» **Document extract**
Earlier today we posted this quote from John Stott’s book Christian Mission in the Modern World.
If we do nothing but proclaim the gospel to people from a distance, our personal authenticity is bound to be suspect. Who are we? Those listening to us do not know. For we are playing a role (that of the preacher) and for all they know may be wearing a mask. Besides, we are so far away from them, they cannot even see us properly. But when we sit down alongside them like Philip in the Ethiopian’s chariot, or encounter them face to face, a personal relationship is established. Our defenses come down. (71)
The lack of such authenticity is why I’m generally critical of ‘guerilla’ techniques in evangelism (raiding the world from our safe strongholds) and of the various methods of street preaching. But to every principle there is an exception. There is a man in the church I pastor, let’s call him John (for the simple reason that that is his name) who, finding himself out of a job this time last year, believed God was calling him to preach at an Orlando abortion clinic six mornings each week. He has been doing that for a year, and has seen a number of people come to Christ and a number of women decide to keep their babies.
Most remarkable to me, though, is this. Recently, John was laid up with surgery and a heart condition and was unable to make his daily trip to the clinic. When he was finally able to return, two of the nurses who work at the clinic, whom he has urged to repent and seek other work, came to him and told him that they were worried when they did not see him. They were genuinely concerned that something had happened to him. His message is dismissed by them, but he has established a personal bond with them.
John is unique. You cannot talk to him without knowing that you are loved. Even though he has been preaching a strong message of sin and repentance for a year, these women, while opposed to what he does, have been captured by his faithful earnestness. He has with these women established the kind of personal authenticity that is normally not at all possible for one doing what he is doing.
And so we pray for these two nurses, not only that they would turn from the awful work they are doing, but that they would respond to John all the way, not only to his love, but to the love of the One whom he represents.

» **Task item**
Retype the portion of the blog post about street preaching at an abortion clinic between "Most remarkable to" and "bond with them.", inclusive. The entries that follow are separate material and have no connection to the blog post.

» **Data section**
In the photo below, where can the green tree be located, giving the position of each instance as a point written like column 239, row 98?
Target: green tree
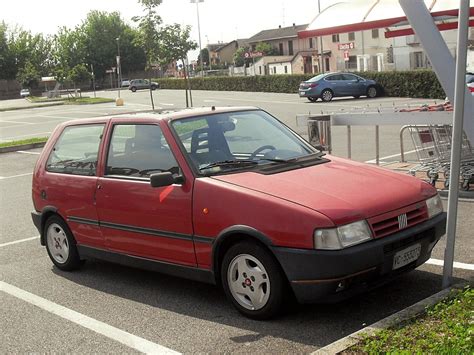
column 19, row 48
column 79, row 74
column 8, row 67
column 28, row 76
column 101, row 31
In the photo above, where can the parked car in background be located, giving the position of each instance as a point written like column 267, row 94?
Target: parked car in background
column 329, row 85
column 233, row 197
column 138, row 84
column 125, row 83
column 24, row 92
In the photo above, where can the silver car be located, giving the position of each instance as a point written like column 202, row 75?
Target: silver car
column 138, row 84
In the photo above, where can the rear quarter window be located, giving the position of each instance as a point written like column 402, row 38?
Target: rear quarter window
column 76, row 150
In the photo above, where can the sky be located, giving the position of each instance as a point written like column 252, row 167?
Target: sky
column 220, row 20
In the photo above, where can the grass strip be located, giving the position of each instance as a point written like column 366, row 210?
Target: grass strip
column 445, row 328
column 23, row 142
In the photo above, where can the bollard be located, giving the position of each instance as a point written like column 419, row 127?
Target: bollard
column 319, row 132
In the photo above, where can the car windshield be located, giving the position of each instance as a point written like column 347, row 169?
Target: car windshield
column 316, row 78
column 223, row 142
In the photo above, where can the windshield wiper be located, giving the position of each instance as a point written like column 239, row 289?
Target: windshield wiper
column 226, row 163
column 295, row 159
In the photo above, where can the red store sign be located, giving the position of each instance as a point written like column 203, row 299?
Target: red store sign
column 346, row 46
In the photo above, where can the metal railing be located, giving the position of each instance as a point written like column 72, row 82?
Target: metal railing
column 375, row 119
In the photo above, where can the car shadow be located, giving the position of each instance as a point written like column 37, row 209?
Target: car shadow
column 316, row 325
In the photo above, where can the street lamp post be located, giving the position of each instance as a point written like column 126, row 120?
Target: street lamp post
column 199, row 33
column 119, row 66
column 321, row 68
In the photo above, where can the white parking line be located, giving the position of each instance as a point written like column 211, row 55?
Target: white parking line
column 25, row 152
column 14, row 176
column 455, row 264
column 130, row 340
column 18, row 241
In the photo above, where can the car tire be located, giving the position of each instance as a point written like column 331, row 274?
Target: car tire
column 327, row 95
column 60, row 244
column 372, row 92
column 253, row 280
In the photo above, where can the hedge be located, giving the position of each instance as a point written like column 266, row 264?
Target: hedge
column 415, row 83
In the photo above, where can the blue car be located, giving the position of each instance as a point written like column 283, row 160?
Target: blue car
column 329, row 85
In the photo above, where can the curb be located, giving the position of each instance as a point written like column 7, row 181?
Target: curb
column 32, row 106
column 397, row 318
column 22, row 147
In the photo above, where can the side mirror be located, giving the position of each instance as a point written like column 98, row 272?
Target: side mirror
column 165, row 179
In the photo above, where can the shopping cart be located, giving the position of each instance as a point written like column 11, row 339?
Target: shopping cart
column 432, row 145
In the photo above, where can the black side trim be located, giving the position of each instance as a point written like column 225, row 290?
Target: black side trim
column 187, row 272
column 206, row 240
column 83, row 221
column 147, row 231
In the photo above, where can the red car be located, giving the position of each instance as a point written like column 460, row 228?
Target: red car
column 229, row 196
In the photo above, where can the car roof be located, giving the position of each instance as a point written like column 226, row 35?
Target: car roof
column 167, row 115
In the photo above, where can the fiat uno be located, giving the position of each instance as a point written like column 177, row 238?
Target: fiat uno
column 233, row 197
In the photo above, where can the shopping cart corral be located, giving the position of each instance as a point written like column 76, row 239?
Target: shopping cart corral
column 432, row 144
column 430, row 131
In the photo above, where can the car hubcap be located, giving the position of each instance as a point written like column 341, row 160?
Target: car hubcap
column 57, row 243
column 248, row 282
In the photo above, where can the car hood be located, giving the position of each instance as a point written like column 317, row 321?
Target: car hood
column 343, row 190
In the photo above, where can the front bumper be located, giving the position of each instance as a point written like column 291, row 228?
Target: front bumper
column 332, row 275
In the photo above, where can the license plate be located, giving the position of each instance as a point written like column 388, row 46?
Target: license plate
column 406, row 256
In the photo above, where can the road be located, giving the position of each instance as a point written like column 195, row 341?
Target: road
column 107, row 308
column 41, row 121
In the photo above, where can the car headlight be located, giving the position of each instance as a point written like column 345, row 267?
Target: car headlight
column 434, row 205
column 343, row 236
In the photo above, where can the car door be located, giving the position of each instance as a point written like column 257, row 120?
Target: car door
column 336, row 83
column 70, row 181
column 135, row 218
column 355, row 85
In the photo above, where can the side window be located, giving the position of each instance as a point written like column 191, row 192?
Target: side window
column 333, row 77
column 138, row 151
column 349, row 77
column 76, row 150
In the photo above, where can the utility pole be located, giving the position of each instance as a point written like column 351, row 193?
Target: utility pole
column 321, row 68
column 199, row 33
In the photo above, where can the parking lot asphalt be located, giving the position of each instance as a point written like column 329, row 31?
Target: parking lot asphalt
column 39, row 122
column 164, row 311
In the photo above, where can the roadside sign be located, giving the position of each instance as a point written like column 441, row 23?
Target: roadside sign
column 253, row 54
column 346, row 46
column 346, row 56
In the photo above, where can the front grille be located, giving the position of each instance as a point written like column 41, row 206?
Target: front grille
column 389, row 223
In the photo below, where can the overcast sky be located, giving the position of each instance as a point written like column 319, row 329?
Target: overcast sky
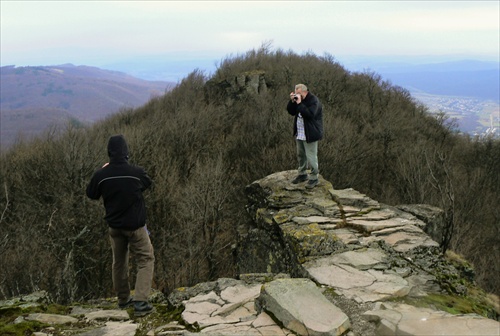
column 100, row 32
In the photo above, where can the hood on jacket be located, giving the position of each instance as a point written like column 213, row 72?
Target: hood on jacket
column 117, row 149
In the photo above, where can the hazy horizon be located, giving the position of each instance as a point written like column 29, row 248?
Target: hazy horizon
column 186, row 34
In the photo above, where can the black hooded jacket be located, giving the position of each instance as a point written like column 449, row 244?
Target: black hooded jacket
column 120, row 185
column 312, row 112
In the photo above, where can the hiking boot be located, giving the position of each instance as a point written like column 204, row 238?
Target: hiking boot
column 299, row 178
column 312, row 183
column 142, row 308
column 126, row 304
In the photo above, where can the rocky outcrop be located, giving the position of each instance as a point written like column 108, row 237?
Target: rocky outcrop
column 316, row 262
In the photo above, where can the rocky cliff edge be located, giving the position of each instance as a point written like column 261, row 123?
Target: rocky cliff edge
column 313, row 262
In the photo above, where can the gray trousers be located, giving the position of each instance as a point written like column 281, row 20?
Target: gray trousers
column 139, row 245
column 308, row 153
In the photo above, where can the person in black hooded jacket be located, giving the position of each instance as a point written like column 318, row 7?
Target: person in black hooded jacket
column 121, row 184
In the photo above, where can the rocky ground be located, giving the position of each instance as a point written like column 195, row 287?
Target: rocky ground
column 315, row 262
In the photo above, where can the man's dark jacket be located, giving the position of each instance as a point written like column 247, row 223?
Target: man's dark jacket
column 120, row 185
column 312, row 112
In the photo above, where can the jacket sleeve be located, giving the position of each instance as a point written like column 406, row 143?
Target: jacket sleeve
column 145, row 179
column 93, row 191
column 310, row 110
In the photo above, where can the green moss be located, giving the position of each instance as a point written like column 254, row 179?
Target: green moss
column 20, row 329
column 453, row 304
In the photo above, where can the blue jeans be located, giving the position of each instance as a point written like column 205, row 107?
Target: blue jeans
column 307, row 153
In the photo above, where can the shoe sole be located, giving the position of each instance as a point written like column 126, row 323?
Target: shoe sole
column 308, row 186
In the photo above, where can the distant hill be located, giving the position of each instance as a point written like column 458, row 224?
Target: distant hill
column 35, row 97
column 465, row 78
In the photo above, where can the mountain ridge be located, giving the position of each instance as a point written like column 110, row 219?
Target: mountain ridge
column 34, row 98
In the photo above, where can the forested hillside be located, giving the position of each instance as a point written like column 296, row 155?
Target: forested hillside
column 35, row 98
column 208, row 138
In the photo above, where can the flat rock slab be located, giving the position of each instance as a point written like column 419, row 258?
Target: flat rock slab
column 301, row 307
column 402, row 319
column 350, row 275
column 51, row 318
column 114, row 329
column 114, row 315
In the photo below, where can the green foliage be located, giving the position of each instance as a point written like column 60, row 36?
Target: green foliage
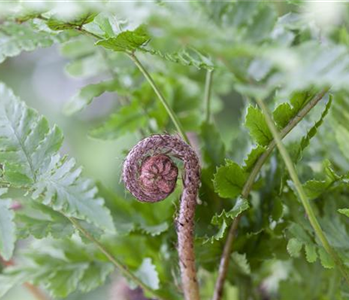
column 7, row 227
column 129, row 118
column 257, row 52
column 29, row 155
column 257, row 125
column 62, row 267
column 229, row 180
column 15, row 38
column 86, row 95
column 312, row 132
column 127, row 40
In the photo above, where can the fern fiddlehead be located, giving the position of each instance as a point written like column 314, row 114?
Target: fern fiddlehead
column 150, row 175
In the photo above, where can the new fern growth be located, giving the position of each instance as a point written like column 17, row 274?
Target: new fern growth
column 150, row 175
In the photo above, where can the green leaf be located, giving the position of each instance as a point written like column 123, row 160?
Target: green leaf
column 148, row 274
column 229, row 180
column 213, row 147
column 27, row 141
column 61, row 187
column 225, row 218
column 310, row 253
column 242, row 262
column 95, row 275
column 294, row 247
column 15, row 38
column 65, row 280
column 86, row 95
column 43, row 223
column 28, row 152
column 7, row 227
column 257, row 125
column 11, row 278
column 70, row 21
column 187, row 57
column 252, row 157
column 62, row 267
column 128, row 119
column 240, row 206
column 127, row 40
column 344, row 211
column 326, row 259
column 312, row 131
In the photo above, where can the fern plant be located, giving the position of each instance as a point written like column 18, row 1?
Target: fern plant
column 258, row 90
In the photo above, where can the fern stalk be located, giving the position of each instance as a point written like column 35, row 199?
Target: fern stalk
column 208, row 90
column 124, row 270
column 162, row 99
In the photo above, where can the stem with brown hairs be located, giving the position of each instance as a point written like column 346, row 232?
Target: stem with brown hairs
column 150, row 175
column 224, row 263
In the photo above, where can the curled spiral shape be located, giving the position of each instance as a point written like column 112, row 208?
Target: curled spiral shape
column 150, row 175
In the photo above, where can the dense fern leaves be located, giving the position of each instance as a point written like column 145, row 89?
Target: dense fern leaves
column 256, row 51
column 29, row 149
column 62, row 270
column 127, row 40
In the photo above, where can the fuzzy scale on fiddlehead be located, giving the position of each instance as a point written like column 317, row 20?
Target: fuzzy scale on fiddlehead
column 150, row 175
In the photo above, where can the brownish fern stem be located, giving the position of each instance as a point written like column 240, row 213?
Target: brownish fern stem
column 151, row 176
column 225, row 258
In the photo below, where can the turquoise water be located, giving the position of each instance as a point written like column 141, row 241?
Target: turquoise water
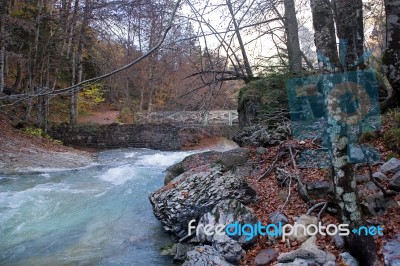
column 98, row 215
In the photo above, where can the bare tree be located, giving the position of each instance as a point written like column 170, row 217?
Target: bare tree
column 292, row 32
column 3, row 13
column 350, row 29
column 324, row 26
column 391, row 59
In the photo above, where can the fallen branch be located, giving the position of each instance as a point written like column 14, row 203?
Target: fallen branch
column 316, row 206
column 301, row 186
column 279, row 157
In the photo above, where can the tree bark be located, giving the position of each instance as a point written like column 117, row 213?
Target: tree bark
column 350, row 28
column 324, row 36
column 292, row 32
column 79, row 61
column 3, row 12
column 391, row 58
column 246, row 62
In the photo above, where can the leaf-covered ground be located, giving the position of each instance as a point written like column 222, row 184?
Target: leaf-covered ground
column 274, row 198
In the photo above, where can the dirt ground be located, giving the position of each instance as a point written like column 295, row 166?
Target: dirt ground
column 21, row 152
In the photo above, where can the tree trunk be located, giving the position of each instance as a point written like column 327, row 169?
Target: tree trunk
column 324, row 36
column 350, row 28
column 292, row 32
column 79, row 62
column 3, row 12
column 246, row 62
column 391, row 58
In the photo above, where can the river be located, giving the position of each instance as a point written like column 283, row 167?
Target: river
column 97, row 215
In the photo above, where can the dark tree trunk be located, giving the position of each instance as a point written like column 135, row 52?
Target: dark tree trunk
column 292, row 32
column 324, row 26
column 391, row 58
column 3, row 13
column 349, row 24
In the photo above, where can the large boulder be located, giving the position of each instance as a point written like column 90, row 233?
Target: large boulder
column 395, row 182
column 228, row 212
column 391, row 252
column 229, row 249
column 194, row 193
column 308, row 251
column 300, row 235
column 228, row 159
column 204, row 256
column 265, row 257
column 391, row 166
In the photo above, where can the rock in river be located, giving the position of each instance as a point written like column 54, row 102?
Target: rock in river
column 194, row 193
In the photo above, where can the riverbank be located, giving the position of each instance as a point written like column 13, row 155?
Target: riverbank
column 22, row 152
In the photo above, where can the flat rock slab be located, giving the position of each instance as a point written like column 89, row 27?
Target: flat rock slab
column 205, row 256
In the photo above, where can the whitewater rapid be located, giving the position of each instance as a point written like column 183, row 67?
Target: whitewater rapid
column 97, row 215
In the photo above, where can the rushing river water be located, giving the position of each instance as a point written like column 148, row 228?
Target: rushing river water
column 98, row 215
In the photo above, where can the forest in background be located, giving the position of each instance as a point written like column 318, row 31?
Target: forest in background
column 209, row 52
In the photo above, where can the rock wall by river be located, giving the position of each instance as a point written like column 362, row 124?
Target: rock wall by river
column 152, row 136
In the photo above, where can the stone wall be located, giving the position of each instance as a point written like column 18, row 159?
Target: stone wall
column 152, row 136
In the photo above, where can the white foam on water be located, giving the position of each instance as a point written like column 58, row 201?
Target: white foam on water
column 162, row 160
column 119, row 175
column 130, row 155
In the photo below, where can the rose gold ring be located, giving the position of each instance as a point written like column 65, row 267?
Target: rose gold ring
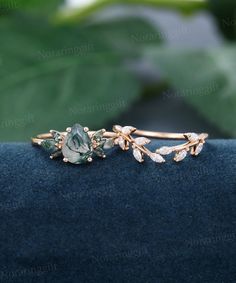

» **Answer to this task**
Most remarkable to me, though, is this. Recently, John was laid up with surgery and a heart condition and was unable to make his daily trip to the clinic. When he was finally able to return, two of the nurses who work at the clinic, whom he has urged to repent and seek other work, came to him and told him that they were worried when they did not see him. They were genuinely concerned that something had happened to him. His message is dismissed by them, but he has established a personal bond with them.